-- start of DATA ENTRIES --
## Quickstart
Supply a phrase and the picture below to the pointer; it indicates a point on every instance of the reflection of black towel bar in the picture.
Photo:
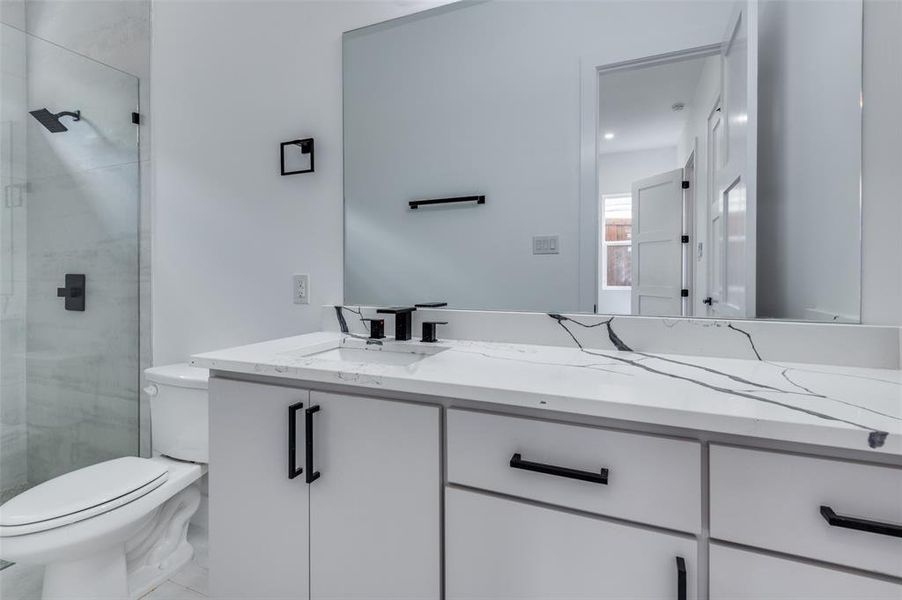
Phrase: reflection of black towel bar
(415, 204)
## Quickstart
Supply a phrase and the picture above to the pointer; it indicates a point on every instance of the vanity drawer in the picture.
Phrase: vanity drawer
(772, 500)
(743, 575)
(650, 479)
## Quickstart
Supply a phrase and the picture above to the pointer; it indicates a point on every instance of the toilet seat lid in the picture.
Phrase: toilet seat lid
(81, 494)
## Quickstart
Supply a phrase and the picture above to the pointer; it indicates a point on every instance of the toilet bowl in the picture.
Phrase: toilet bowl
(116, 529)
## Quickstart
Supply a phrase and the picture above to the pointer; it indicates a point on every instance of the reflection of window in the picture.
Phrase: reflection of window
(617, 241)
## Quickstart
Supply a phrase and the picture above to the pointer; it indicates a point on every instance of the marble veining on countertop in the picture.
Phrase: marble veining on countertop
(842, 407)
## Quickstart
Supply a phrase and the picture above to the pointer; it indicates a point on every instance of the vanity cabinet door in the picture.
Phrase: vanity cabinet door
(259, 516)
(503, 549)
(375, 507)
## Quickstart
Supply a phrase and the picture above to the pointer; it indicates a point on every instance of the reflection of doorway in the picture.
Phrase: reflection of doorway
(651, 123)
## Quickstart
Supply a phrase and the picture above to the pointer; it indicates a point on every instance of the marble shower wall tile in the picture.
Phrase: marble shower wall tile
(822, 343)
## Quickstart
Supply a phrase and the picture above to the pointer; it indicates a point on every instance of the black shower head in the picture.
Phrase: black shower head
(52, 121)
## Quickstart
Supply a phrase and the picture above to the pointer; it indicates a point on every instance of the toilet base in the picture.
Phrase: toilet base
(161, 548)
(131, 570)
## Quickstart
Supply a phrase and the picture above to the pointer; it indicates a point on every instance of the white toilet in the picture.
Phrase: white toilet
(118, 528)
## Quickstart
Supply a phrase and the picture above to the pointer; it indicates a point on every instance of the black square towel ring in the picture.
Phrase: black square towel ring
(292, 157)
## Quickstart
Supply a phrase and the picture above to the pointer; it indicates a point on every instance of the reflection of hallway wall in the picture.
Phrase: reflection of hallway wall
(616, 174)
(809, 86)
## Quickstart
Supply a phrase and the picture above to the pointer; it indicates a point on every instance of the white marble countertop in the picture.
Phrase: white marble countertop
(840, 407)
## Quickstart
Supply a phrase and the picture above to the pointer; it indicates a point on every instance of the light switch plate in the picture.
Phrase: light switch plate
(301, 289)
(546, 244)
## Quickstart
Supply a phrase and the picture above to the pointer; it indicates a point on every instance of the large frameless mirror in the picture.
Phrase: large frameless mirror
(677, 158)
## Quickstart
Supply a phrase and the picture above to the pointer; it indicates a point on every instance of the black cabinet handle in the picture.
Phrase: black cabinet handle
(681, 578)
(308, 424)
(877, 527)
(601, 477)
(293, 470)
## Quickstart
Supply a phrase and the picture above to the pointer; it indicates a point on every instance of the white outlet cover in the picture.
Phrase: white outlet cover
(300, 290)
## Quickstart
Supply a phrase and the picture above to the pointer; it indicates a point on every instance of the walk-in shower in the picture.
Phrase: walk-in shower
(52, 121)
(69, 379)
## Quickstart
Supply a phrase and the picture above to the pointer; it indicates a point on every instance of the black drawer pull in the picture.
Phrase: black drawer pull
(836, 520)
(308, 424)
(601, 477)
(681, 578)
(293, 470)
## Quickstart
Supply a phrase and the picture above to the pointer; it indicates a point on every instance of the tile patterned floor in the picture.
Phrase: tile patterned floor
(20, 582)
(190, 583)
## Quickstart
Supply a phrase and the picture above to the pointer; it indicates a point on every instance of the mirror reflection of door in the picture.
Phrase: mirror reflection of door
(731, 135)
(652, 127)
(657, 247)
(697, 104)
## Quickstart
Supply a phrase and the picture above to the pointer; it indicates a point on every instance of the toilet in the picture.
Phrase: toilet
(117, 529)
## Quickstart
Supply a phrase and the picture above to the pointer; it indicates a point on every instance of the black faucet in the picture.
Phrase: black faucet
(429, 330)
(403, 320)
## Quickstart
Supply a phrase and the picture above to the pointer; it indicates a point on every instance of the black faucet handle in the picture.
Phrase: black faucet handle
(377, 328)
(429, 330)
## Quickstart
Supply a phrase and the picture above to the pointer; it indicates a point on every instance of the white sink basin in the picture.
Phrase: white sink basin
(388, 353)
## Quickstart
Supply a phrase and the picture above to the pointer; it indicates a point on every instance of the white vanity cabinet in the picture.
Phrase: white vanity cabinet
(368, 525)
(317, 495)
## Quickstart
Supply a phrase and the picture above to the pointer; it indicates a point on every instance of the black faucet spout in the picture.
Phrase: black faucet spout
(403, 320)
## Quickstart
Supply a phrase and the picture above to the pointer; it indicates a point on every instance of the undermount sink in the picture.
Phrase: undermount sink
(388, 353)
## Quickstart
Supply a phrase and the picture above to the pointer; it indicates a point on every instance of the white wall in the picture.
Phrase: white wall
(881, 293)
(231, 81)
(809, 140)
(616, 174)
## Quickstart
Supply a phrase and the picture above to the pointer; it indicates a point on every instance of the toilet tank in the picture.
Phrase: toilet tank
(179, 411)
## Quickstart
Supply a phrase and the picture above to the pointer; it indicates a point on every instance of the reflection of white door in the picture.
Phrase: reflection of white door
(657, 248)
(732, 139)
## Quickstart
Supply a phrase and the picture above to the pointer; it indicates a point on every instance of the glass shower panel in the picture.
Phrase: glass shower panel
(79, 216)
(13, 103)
-- end of DATA ENTRIES --
-- start of DATA ENTRIES --
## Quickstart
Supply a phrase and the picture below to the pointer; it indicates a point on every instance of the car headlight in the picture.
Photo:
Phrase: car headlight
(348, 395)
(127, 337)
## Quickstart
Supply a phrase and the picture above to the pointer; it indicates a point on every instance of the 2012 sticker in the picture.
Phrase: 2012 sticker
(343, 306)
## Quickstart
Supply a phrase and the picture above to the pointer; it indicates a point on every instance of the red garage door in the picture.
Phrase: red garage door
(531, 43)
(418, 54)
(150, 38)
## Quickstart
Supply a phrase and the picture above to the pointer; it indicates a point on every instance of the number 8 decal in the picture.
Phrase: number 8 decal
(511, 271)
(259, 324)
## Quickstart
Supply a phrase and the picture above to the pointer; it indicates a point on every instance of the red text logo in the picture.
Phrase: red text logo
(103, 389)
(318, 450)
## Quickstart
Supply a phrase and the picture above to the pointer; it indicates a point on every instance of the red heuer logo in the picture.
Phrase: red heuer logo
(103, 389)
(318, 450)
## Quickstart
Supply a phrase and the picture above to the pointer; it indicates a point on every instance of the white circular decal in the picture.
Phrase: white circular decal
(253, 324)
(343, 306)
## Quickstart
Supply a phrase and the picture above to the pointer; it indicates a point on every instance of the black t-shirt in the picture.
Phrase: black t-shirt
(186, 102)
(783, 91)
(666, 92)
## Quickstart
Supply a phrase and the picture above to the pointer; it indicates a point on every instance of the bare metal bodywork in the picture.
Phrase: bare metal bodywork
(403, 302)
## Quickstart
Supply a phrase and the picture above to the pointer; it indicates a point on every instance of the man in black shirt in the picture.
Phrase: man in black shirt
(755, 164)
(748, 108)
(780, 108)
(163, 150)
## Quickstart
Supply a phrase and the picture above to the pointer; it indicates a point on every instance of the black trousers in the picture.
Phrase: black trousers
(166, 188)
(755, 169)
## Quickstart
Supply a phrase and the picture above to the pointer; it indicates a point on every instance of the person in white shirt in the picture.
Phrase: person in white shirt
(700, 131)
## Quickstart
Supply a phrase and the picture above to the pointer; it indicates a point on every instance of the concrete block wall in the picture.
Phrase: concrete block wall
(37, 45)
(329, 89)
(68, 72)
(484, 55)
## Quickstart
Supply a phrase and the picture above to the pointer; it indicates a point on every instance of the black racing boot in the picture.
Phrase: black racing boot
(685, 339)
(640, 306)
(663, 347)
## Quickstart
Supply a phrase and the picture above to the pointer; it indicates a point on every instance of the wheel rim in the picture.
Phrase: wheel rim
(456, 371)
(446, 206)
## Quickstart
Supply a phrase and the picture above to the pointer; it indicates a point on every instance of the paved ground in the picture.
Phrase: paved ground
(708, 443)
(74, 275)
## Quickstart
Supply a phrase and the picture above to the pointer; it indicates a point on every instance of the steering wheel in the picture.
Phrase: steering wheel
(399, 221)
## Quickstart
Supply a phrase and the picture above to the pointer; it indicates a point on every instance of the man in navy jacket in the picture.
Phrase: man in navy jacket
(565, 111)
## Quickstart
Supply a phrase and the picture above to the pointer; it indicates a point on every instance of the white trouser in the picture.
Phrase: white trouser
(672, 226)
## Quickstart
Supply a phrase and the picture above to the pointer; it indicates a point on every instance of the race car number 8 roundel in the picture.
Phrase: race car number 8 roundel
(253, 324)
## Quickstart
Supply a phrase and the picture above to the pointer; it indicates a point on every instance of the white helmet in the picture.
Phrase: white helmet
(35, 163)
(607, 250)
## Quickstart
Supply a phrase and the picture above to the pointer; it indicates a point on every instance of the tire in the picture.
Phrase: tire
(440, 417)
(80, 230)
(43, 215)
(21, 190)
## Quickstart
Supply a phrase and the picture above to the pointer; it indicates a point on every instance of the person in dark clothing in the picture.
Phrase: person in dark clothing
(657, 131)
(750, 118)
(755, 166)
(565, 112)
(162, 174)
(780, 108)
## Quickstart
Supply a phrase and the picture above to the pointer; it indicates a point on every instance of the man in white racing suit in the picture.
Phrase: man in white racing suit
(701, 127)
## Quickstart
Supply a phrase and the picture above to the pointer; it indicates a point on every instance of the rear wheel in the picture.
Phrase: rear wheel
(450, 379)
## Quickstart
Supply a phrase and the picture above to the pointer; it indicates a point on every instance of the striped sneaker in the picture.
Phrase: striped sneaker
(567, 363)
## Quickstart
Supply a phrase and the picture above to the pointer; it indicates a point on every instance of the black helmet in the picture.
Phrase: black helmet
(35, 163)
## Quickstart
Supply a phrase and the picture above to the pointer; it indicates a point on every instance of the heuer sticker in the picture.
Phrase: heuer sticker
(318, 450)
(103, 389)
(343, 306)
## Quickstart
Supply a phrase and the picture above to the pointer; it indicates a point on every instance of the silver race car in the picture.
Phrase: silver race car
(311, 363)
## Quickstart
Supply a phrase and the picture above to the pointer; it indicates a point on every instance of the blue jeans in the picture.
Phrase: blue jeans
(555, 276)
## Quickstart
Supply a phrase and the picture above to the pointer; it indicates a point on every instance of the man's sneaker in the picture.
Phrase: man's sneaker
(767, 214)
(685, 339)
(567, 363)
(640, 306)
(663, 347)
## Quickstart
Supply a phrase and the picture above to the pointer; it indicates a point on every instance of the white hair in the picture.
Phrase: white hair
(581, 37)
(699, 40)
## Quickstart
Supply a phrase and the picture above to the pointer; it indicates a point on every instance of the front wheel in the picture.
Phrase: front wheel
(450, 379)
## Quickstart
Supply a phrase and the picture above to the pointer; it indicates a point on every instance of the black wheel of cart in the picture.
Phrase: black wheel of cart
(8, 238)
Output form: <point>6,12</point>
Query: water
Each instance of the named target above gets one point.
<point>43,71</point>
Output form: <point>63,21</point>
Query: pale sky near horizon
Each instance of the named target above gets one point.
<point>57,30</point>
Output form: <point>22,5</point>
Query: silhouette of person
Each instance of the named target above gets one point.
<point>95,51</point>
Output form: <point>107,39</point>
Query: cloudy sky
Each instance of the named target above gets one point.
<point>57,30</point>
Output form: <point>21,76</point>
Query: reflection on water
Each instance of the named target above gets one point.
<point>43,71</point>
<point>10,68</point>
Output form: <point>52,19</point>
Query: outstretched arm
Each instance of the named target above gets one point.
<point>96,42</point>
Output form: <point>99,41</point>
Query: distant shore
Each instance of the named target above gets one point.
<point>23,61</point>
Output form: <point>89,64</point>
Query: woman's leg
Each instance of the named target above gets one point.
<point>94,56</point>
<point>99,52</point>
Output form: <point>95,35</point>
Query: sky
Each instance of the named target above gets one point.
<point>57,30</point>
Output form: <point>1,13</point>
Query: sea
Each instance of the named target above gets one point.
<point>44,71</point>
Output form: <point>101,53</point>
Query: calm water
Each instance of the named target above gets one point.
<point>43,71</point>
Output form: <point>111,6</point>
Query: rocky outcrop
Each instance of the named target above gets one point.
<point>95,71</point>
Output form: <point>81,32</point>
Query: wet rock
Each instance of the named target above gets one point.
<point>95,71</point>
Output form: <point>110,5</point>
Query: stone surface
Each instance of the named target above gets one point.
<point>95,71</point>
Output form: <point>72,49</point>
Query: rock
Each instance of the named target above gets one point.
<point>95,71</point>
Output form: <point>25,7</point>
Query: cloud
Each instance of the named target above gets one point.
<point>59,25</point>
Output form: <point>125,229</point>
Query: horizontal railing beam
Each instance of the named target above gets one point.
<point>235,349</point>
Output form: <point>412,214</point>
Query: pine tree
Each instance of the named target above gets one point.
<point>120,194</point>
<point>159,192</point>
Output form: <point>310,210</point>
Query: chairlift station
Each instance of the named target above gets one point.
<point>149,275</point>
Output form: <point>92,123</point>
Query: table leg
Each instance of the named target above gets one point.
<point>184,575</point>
-- end of DATA ENTRIES --
-- start of DATA ENTRIES --
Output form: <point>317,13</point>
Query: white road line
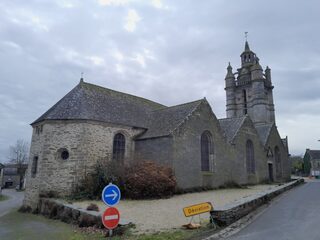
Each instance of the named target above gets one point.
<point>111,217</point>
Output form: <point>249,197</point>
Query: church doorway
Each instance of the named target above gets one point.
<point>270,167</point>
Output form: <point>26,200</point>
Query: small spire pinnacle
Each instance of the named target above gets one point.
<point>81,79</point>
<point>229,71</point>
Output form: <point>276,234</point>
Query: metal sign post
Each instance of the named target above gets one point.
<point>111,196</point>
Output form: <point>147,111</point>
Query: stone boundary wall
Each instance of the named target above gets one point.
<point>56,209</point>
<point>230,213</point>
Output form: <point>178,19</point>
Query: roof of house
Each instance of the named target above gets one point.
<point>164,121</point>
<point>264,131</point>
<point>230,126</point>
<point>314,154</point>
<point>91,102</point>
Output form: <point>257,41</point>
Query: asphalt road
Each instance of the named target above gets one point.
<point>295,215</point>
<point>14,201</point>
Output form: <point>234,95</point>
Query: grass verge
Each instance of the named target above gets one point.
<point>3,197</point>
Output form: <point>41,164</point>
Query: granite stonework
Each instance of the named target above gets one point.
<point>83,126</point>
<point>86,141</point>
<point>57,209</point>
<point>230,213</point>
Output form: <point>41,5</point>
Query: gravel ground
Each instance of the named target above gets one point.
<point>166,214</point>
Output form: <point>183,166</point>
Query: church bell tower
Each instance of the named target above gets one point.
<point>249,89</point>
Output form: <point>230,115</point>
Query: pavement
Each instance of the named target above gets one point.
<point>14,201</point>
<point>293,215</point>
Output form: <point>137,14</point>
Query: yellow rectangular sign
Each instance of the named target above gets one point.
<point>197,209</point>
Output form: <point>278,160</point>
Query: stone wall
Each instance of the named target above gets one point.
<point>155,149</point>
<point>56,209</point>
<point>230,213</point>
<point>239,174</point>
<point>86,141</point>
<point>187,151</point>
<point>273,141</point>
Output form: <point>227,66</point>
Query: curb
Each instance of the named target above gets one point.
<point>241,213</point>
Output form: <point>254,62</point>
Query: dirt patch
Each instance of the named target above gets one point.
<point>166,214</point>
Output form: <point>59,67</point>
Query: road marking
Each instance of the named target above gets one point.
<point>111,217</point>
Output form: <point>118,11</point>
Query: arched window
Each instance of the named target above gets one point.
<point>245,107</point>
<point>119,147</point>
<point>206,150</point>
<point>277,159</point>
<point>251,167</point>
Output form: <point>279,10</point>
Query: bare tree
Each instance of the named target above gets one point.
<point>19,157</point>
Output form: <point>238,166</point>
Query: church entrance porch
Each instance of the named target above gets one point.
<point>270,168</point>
-- end of DATA ENTRIES --
## [TO DO]
Can you quote, unchanged, the part of the records that opens with the line containing "Output form: <point>110,5</point>" and closes with the line containing "<point>184,575</point>", including both of those lines?

## [THE ANSWER]
Output form: <point>110,5</point>
Query: stone surface
Each instance of the named target above gets one point.
<point>95,71</point>
Output form: <point>72,49</point>
Query: rock
Each instance of the named target above gets one point.
<point>95,71</point>
Output form: <point>25,7</point>
Query: cloud
Each instance of the named target above gets one point.
<point>59,25</point>
Output form: <point>125,229</point>
Query: horizontal railing beam
Each instance of the named target above gets one point.
<point>235,349</point>
Output form: <point>412,214</point>
Query: pine tree
Each instance of the named target above gets one point.
<point>120,194</point>
<point>159,192</point>
Output form: <point>310,210</point>
Query: chairlift station
Each instance of the named target above gets one point.
<point>149,275</point>
Output form: <point>92,123</point>
Query: table leg
Each instance of the named target above gets one point.
<point>184,575</point>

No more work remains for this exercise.